> **Job**
Rewrite the lines below, changing every "steel" to "iron" and keeping everything else the same. Omit the pictures from your answer.

++++++++++

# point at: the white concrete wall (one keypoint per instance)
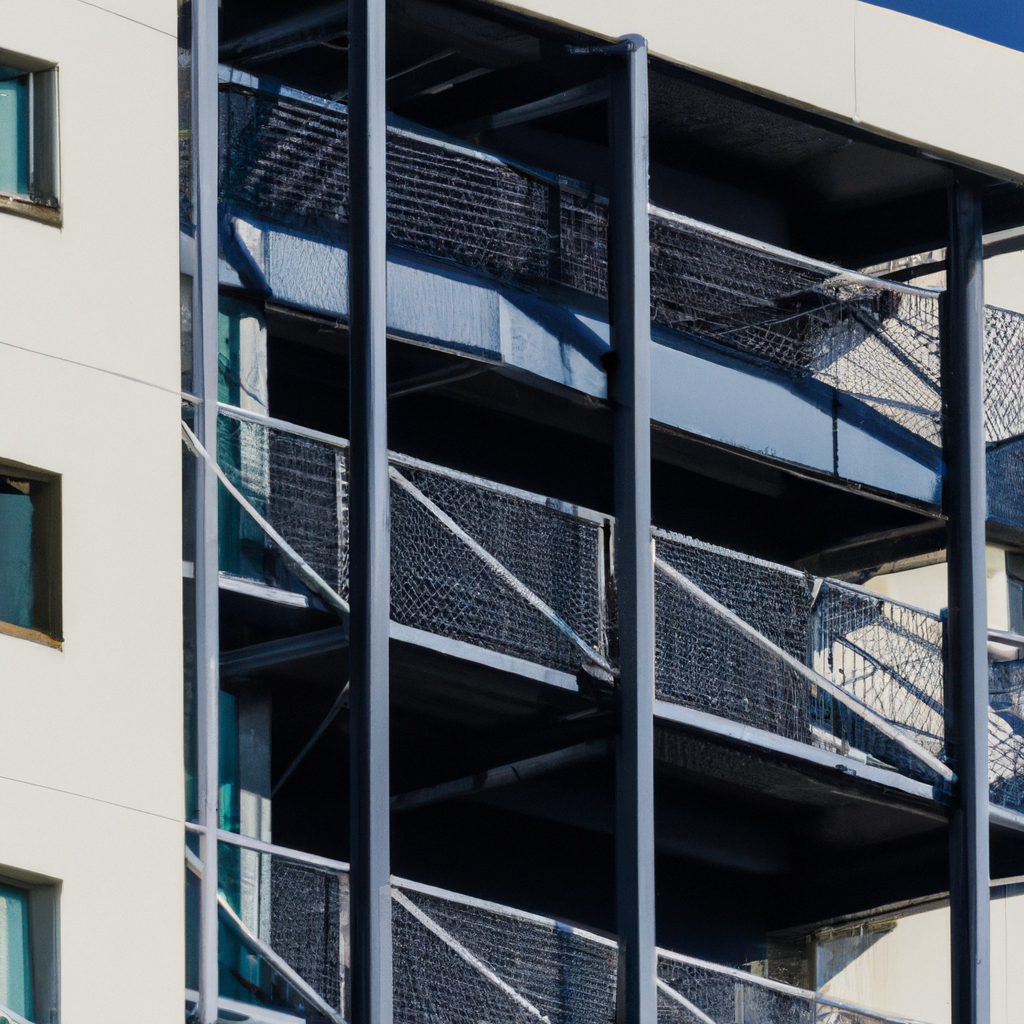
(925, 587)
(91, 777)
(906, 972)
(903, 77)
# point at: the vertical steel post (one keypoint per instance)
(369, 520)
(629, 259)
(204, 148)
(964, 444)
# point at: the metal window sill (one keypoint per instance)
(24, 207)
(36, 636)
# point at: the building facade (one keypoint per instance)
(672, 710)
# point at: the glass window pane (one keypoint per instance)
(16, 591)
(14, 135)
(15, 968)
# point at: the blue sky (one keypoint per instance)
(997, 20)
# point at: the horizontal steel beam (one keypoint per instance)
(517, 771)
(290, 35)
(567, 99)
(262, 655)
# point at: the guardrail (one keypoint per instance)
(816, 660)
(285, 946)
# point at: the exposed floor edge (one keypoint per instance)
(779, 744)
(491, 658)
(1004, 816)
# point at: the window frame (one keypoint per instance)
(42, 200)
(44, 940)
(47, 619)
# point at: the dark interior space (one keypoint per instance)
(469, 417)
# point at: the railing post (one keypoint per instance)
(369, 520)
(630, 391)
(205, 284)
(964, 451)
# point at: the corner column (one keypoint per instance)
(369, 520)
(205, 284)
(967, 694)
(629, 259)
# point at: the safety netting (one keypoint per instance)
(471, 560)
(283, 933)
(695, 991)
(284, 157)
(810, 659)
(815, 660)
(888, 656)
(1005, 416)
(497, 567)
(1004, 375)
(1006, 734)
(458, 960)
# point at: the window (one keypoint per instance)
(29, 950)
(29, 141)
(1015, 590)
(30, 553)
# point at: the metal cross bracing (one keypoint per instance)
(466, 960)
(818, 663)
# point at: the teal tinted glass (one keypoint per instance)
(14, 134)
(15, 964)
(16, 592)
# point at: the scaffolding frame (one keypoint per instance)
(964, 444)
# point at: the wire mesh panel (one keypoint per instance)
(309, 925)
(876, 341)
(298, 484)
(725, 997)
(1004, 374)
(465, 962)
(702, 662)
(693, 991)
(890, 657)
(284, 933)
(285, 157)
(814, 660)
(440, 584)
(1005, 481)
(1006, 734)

++++++++++

> **Full answer**
# point at: the white concrete wall (one keypoint per instance)
(925, 587)
(91, 777)
(906, 972)
(903, 77)
# point at: the vertical iron post (one keypoint per instance)
(369, 520)
(629, 259)
(204, 148)
(964, 444)
# point at: the metal window sill (one keypoint per instance)
(24, 207)
(36, 636)
# point at: the building facade (one keypoint per instance)
(672, 710)
# point at: the glass window pane (one keypoint per instance)
(16, 591)
(14, 135)
(15, 968)
# point at: the blue sky (one keypoint per instance)
(997, 20)
# point at: the horizontal iron beam (one keypoint per instance)
(517, 771)
(290, 35)
(567, 99)
(262, 655)
# point at: the guardrail (one keypoint per instance)
(816, 660)
(285, 946)
# point at: the exposed floor edge (one keypoint per instance)
(779, 744)
(491, 658)
(1004, 816)
# point at: the window frame (one keypoint per instance)
(42, 200)
(44, 940)
(47, 619)
# point at: the dark interior space (one keypoint per instance)
(469, 417)
# point at: the railing post (one keypoint per instance)
(369, 520)
(630, 391)
(205, 284)
(964, 451)
# point at: the corner column (one keypoint per instance)
(369, 520)
(205, 284)
(967, 694)
(629, 259)
# point at: the safety netting (one keypoint per instance)
(471, 560)
(283, 933)
(695, 991)
(284, 157)
(810, 659)
(815, 660)
(888, 656)
(1005, 416)
(497, 567)
(1004, 375)
(1006, 734)
(458, 960)
# point at: the window (one keypoint per instance)
(29, 950)
(29, 141)
(1015, 590)
(30, 553)
# point at: the metal cross bracing (one keypoint per instance)
(466, 960)
(818, 663)
# point at: the teal tinted glass (one keypoint per instance)
(14, 134)
(15, 964)
(16, 592)
# point at: the scaffolding frame (one keypoint per instance)
(964, 444)
# point at: the wire mesh panel (one keypoint per instance)
(309, 925)
(876, 341)
(298, 484)
(725, 997)
(1004, 374)
(465, 962)
(702, 662)
(693, 991)
(890, 657)
(284, 933)
(285, 157)
(814, 660)
(440, 584)
(1005, 481)
(1006, 734)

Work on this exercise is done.